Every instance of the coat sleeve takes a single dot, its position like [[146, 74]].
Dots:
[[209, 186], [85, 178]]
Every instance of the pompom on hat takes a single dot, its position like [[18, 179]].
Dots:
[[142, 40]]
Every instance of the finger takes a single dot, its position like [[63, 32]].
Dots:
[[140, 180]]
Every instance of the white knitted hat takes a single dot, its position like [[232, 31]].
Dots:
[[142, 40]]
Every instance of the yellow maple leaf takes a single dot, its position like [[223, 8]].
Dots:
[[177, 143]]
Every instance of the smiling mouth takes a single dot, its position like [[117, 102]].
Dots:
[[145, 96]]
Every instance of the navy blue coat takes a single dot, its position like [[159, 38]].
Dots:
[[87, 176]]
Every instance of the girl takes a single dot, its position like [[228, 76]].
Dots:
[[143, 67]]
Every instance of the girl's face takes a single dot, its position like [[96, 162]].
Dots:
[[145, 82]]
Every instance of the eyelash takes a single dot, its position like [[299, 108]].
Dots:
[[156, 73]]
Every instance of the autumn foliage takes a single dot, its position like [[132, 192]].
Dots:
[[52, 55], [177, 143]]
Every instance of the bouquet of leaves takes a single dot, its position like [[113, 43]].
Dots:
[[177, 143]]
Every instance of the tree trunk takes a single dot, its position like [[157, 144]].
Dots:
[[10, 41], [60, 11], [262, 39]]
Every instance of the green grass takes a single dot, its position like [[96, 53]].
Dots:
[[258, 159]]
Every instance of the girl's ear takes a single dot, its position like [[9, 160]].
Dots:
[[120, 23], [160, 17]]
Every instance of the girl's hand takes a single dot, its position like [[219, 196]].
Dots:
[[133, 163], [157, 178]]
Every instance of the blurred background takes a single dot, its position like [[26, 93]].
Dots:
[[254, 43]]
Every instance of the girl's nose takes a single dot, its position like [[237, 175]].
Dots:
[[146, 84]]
══════════════════════════════
_DIRECTIONS_
Taking the records above, retype every line from the one with "Every instance of the tree" down to the one with "Every instance of the blurred", exactly and with nothing else.

_ANSWER AREA_
Every instance of the tree trunk takes a single dot, its position like [[157, 144]].
Dots:
[[10, 41], [60, 11], [262, 39]]
Every instance of the green grass takes a single dot, its position like [[96, 53]].
Dots:
[[258, 159]]
Every instance of the girl's ear takes a single dot, its position like [[9, 160]].
Dots:
[[120, 23], [160, 17]]
Every instance of the girl's hand takes a single dot, its position like [[219, 196]].
Dots:
[[133, 163], [157, 178]]
Every instance of the blurred background takes a single dot, its position like [[26, 93]].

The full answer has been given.